Object detection data:
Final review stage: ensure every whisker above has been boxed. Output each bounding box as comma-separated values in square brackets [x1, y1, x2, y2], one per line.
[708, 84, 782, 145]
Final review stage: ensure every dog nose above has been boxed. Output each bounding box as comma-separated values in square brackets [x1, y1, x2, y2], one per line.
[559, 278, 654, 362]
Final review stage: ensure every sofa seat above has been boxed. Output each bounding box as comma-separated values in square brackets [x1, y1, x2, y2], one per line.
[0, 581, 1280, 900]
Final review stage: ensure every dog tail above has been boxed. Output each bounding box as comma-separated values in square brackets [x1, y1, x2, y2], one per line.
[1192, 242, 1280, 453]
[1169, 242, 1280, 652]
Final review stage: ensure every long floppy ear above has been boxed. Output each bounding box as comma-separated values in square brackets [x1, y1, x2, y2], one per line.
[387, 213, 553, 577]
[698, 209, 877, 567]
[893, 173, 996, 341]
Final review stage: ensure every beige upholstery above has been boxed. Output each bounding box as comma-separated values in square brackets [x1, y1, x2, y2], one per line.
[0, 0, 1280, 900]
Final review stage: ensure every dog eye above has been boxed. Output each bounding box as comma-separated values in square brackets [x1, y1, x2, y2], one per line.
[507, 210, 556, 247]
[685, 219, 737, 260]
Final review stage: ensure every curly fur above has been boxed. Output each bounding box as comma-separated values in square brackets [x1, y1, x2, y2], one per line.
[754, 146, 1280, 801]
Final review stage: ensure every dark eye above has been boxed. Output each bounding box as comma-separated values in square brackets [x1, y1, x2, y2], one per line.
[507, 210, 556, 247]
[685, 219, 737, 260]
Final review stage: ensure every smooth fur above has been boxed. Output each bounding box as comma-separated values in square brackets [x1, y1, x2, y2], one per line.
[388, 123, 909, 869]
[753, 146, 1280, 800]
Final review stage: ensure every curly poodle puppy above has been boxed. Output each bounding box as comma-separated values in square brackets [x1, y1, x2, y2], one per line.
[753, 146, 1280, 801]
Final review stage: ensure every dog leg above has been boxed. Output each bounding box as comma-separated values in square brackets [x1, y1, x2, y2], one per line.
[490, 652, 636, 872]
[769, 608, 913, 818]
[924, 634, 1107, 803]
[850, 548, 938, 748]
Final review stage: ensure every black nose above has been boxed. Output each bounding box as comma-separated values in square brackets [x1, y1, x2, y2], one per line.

Written exercise:
Print the lines above exactly, from the first line of the records through the line that contains "[0, 581, 1280, 900]", both included.

The answer:
Final review stage: ensure every whisker above has been boxed. Output each bounding box as comma-separated values in square brackets [x1, y1, x2, y2], one per line.
[708, 84, 782, 145]
Final review stage: ensure every dog nose above has been boxed. Output each bounding box as comma-separated values in square brackets [x1, y1, x2, y2], one per line.
[559, 278, 654, 362]
Final review stage: ensure every sofa seat above has been boxed. Output each bounding box as comma-separated values in square brackets [x1, y1, x2, y2], one per line.
[0, 581, 1280, 900]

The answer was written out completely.